§ Verilen metin:
Logo image
Logo image

Ruminasyon ve Acıyla Başa Çıkmak İçin Üç Metafor ve Alıştırma

5 dakika
Bir konu hakkında düşünmeyi bırakmazsanız veya endişelerinize çok fazla bağlanma eğilimindeyseniz, bu metaforlar olayları farklı görmenize yardımcı olacaktır.
Ruminasyon ve Acıyla Başa Çıkmak İçin Üç Metafor ve Alıştırma
Cristina Roda Rivera

Yazan ve doğrulayan psikolog Cristina Roda Rivera

Son Güncelleme: 21 Aralık, 2022

Ruminasyon ve yoğun sıkıntı duyguları birbirini besler. Ek olarak, ruminasyon olumsuz bir pekiştireç görevi görür. Bazen onlara kattığınız toplumsal değerden dolayı olumsuz olarak nitelendirdiğiniz duyguları yaşamaktan kaçınmanızı sağlar. Aslında, ruminasyon ve ıstırapla onları etkisiz hale getirdiğinize inanıyorsunuz. Bununla birlikte, onları tanımamak ve ne pahasına olursa olsun onlardan kaçınmak, zihinsel sağlığınıza zararlıdır.

Farklı içsel olayların yarattığı rahatsızlığa karşı kullandığınız stratejiler ne kadar kötüyse, yeni, özgün ve yaratıcı olabilecek diğer hayati olaylardan o kadar fazla uzaklaşma eğilimindesiniz.

§ Verilen kayıtlar:
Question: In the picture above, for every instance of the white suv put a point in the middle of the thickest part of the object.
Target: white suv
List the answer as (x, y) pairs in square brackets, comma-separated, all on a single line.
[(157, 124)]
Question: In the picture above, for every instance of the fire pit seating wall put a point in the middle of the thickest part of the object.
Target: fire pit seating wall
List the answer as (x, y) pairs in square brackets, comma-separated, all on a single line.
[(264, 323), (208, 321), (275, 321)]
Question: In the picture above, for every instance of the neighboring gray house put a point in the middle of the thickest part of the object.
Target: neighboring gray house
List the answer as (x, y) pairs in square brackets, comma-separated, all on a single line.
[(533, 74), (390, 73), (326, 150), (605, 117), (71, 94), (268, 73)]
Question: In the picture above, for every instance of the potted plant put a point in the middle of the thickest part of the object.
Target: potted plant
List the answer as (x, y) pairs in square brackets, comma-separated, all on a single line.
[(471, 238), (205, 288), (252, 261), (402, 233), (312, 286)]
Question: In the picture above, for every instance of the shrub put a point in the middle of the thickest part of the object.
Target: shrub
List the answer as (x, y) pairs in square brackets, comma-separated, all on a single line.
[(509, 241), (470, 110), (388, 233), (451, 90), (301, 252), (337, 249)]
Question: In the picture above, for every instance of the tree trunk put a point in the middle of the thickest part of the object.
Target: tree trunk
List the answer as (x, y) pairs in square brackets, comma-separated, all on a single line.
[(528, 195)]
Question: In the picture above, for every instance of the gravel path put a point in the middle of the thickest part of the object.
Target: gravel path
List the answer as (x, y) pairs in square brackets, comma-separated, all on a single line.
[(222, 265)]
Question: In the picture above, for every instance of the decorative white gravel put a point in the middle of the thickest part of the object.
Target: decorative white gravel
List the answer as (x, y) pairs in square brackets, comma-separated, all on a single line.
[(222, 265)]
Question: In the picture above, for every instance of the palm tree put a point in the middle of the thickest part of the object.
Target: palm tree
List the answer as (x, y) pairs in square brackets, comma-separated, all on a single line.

§ Görev ayrıntıları:
Ruminasyon metninde "Ruminasyon ve yoğun" sözlerinden "fazla uzaklaşma eğilimindesiniz." sözlerine kadar uzanan bölümü, her iki uç dahil, birebir kopyalayın.

§ Görevin çözümü:
Ruminasyon ve yoğun sıkıntı duyguları birbirini besler. Ek olarak, ruminasyon olumsuz bir pekiştireç görevi görür. Bazen onlara kattığınız toplumsal değerden dolayı olumsuz olarak nitelendirdiğiniz duyguları yaşamaktan kaçınmanızı sağlar. Aslında, ruminasyon ve ıstırapla onları etkisiz hale getirdiğinize inanıyorsunuz. Bununla birlikte, onları tanımamak ve ne pahasına olursa olsun onlardan kaçınmak, zihinsel sağlığınıza zararlıdır.

Farklı içsel olayların yarattığı rahatsızlığa karşı kullandığınız stratejiler ne kadar kötüyse, yeni, özgün ve yaratıcı olabilecek diğer hayati olaylardan o kadar fazla uzaklaşma eğilimindesiniz.